Point-annotation data:
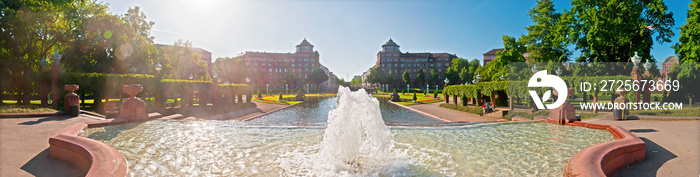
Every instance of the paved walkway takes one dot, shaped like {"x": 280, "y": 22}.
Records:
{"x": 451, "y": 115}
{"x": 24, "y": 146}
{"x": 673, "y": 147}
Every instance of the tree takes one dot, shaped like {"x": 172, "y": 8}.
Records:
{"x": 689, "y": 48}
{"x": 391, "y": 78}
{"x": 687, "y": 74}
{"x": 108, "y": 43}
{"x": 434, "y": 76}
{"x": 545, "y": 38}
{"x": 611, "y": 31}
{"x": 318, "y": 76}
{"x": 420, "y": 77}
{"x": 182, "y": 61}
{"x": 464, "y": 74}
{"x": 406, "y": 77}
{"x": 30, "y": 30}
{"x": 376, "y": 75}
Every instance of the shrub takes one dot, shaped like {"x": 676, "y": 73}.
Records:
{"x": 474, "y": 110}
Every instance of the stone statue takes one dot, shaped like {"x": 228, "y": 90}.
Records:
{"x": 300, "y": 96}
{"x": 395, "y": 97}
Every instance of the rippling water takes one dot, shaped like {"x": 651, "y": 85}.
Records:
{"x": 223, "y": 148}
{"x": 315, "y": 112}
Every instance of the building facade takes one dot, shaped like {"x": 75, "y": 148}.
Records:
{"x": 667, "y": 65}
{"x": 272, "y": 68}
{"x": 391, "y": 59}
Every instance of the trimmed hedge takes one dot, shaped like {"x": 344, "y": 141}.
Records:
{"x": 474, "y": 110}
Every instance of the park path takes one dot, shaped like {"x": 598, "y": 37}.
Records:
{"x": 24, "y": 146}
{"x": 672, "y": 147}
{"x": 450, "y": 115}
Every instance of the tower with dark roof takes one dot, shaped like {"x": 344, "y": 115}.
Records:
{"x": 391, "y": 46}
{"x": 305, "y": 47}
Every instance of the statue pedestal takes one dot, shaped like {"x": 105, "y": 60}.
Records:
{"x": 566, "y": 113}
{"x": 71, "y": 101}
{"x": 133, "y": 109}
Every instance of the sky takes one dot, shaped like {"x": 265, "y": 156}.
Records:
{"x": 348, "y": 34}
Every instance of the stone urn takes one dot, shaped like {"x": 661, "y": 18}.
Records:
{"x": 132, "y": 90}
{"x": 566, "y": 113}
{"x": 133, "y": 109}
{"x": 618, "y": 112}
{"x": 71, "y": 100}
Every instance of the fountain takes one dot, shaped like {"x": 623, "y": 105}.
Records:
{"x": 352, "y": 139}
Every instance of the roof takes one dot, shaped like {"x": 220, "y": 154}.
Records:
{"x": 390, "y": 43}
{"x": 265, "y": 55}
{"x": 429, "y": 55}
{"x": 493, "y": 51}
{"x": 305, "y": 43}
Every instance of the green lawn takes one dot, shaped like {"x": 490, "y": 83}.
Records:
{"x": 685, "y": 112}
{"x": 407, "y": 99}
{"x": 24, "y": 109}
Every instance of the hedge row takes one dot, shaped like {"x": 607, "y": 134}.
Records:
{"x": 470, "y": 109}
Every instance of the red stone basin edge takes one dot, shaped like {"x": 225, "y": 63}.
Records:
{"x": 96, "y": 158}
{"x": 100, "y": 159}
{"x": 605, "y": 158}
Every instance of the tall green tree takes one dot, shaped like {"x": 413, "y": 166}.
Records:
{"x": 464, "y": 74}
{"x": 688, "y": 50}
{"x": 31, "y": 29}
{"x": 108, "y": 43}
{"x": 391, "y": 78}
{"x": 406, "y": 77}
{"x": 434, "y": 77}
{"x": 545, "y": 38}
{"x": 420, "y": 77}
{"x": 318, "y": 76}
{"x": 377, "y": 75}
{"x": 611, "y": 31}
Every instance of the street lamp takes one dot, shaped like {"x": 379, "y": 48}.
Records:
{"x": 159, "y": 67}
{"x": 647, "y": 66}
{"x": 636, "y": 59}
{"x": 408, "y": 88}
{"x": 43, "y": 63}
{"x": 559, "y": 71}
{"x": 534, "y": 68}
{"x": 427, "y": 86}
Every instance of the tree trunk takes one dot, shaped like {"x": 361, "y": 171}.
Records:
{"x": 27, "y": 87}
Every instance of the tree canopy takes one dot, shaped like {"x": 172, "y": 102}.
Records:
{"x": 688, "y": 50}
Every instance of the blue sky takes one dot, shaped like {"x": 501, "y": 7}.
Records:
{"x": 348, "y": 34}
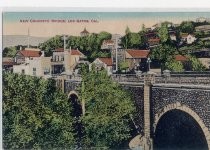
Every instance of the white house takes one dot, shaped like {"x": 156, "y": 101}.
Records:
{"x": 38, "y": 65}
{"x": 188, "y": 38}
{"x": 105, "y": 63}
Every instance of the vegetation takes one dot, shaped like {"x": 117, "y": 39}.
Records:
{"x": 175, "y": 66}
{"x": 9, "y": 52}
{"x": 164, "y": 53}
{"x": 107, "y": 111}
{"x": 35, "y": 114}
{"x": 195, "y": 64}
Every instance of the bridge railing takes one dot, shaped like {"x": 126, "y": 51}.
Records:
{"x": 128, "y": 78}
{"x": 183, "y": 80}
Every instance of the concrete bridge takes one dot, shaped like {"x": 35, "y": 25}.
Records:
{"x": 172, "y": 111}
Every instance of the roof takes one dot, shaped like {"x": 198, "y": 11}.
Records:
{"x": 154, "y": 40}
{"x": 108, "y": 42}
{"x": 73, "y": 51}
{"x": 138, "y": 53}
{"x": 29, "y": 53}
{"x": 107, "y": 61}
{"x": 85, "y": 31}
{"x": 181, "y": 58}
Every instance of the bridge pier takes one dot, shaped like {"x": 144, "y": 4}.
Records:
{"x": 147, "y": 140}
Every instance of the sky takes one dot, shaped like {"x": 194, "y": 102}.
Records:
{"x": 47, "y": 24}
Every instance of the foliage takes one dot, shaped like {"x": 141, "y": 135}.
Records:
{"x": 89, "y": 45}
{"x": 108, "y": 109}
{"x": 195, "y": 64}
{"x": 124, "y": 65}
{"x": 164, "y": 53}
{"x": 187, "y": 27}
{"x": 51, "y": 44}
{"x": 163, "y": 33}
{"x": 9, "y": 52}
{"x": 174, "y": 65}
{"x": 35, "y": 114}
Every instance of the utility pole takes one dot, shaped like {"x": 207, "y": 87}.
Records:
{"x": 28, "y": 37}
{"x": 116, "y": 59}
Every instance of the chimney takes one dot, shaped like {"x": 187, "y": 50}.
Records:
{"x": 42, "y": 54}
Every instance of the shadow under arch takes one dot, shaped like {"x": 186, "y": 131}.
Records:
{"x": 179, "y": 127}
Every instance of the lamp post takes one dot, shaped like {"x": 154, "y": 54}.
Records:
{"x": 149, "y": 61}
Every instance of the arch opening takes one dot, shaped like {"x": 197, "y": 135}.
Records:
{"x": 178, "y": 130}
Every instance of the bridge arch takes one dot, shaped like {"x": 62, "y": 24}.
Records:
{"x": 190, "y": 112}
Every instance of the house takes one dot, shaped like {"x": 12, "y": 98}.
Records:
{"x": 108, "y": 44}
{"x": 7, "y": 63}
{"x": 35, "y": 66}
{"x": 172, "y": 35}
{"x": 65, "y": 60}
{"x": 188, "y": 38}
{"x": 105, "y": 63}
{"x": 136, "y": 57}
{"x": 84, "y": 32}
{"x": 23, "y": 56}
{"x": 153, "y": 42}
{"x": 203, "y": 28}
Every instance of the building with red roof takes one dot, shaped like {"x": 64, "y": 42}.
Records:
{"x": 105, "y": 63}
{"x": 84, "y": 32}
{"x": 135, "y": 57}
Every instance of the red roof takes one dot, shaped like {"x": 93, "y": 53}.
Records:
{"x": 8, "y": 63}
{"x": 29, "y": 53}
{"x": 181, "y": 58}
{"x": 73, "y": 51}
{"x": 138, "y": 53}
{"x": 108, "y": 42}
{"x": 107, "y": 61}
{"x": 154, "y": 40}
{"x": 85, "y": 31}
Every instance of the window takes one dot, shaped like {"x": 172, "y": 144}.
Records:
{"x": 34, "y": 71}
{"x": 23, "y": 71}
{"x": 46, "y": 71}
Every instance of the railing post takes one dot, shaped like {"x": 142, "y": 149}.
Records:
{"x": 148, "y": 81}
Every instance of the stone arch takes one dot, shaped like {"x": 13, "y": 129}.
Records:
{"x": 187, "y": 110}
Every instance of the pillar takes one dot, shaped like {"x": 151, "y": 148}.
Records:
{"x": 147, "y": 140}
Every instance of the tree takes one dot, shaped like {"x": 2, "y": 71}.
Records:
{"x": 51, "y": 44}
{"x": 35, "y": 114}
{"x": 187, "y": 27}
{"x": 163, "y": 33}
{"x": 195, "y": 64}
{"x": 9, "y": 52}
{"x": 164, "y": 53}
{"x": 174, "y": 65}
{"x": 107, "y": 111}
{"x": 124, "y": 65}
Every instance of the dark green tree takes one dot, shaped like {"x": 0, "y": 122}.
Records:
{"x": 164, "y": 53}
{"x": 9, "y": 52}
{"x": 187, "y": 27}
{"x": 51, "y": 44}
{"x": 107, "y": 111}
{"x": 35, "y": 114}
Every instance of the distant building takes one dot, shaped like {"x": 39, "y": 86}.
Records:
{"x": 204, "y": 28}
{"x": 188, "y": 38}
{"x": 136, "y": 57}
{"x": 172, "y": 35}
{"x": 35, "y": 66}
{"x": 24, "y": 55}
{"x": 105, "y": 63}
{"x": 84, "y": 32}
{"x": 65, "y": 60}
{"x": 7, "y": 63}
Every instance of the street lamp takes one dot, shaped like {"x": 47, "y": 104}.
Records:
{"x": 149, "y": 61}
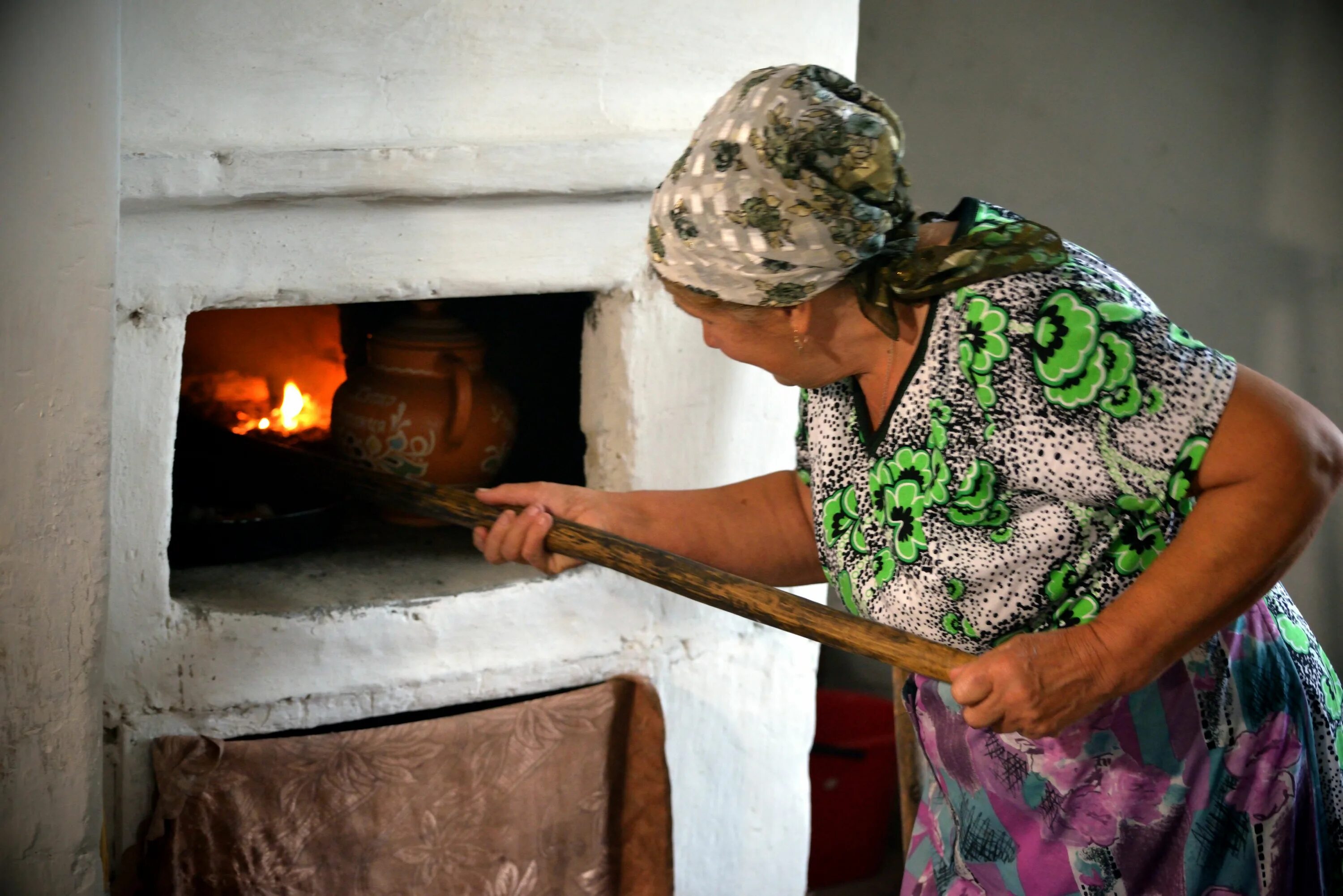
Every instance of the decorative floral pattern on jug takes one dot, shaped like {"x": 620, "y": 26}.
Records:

WHAT IS REQUIRED ▸ Rewrite the listing from the line with "Every instance of the window" through the end of the listing, swapping "street lamp" for "lamp post" and leaving every other line unchanged. Omit the pictures from your answer.

WORKED ANSWER ▸
Every instance of the window takes one dot, shaped like {"x": 172, "y": 144}.
Records:
{"x": 34, "y": 71}
{"x": 23, "y": 71}
{"x": 46, "y": 71}
Every instance of the railing post takes one dot, shaped like {"x": 142, "y": 149}.
Records:
{"x": 148, "y": 81}
Every instance of the stone arch takes one dot, shaped like {"x": 13, "y": 129}.
Records:
{"x": 187, "y": 110}
Every instance of the pillar takes one dot, shaped like {"x": 151, "y": 148}.
Records:
{"x": 147, "y": 140}
Every instance of the tree takes one dot, shaped like {"x": 2, "y": 71}.
Records:
{"x": 51, "y": 44}
{"x": 35, "y": 114}
{"x": 187, "y": 27}
{"x": 163, "y": 33}
{"x": 195, "y": 64}
{"x": 9, "y": 52}
{"x": 164, "y": 53}
{"x": 174, "y": 65}
{"x": 107, "y": 111}
{"x": 124, "y": 65}
Every instance of the dark green tree takes one dot, shaped like {"x": 0, "y": 122}.
Records:
{"x": 164, "y": 53}
{"x": 9, "y": 52}
{"x": 187, "y": 27}
{"x": 51, "y": 44}
{"x": 107, "y": 111}
{"x": 35, "y": 114}
Every instance of the distant building takes one dot, shaped like {"x": 39, "y": 86}.
Records:
{"x": 204, "y": 28}
{"x": 188, "y": 38}
{"x": 136, "y": 57}
{"x": 172, "y": 35}
{"x": 35, "y": 66}
{"x": 24, "y": 55}
{"x": 105, "y": 63}
{"x": 84, "y": 32}
{"x": 65, "y": 60}
{"x": 7, "y": 63}
Every instance of the lamp post takes one dot, shaped like {"x": 47, "y": 104}.
Records:
{"x": 149, "y": 61}
Every instance of the decorative floral pattern on jug takes one dot, shaped like {"x": 620, "y": 26}.
Records:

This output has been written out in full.